*Page text*
>>>

Sunday, May 15, 2005

Various and Sundry

* An Annotated Wimsey; much needed, although only partial. The notes on the interesting but very odd The Documents in the Case (non-Wimsey) are especially good. Never having read Bulwer-Lytton, I hadn't had a good grasp on why "It was a dark and stormy night" has become the proverbial bad literary opening; but the Whose Body? notes conveniently give the full sentence:

It was a dark and stormy night; the rain fell in torrents -- except at occasional intervals, when it was checked by a violent gust of wind which swept up the streets (for it is in London that our scene lies), rattling along the housetops, and fiercely agitating the scanty flame of the lamps that struggled against the darkness.


The sentence starts out just fine, but then gets worse and worse until it's the literary equivalent of nails on a blackboard. And the fact that it gets worse and worse makes its good start almost painful. So now you know, if you didn't already.

* Michael Spencer discusses Christian sexuality in Sex in Dangerous Places.

* Hugh Montefiore died Friday (HT: NT Gateway Weblog, which has a list of obituaries). He was a pro-nuclear-power environmentalist, Bishop of Birmingham, and Biblical scholar. He was 85.

<<<

*Aim of the task*
Please extend the "Various and Sundry" blog post beyond its last item about Hugh Montefiore, keeping its style.

*Data listing*
>>>

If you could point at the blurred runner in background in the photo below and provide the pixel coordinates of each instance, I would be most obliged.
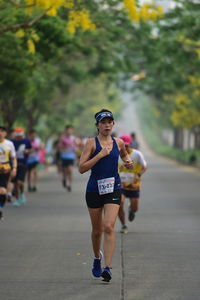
(22, 148)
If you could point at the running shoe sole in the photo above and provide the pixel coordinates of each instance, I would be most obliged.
(106, 276)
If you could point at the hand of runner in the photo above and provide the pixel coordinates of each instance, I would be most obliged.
(13, 172)
(128, 164)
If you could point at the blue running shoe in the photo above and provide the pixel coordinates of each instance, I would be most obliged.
(106, 274)
(97, 270)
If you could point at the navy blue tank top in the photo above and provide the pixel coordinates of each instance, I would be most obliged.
(106, 167)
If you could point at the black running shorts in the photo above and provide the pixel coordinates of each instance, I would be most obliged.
(131, 194)
(94, 200)
(21, 173)
(67, 162)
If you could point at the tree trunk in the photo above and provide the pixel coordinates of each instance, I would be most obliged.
(197, 138)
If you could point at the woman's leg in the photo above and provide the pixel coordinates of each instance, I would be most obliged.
(134, 204)
(121, 213)
(110, 216)
(96, 220)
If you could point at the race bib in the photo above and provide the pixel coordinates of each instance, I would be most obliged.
(127, 177)
(2, 158)
(106, 185)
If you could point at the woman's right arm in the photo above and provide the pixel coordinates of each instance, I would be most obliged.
(85, 162)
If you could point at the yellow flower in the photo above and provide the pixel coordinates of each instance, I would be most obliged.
(20, 33)
(31, 46)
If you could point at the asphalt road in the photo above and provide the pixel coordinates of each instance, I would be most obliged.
(45, 248)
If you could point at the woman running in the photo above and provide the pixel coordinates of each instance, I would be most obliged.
(103, 191)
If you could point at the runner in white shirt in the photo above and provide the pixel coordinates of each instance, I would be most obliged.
(130, 182)
(7, 159)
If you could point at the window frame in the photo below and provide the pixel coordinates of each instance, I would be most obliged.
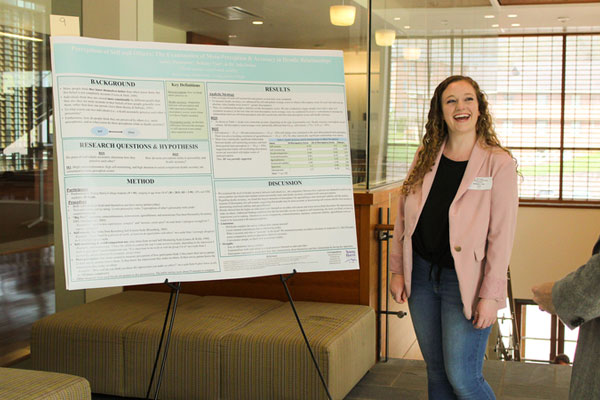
(457, 46)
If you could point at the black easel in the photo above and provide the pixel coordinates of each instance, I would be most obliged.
(385, 236)
(283, 281)
(175, 288)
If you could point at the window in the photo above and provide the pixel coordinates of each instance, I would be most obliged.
(544, 93)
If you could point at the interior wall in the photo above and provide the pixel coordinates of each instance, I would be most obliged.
(166, 34)
(550, 242)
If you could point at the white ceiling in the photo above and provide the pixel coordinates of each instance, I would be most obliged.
(291, 23)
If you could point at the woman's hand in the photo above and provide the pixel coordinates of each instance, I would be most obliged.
(397, 288)
(485, 313)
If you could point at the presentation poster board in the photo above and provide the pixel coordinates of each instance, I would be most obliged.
(189, 162)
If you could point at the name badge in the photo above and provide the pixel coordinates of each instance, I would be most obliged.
(481, 183)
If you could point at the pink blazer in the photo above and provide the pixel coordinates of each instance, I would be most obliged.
(483, 217)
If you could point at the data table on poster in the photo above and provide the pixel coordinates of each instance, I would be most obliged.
(307, 157)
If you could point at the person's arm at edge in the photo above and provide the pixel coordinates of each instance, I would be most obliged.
(576, 297)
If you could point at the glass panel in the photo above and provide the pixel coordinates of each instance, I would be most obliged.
(26, 176)
(537, 349)
(26, 195)
(537, 323)
(540, 170)
(581, 175)
(570, 348)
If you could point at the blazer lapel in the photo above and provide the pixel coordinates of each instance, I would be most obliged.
(478, 155)
(428, 182)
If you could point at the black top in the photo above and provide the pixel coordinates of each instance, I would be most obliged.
(431, 239)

<<<

*Task response*
* Paul Newall has put up an interview on Incompleteness and Scientific Theories (HT: Studi Galileiani), which is an interesting read. I think that it's very clearly not the case that underdetermination is always due to incompleteness of data. In physical theory, i.e., the sort of heavily mathematical theories Duhem solely concerns himself with, underdetermination appears to be due not so much to the incompleteness of the data (although perhaps that contributes) but due to the power of the instrument used: mathematics is a vastly more powerful instrument for generating theory than any methods of data-gathering are for constraining it. One can see an analogy to this if one considers the common exercise of completing a series of numbers:

1, 2, 3, ?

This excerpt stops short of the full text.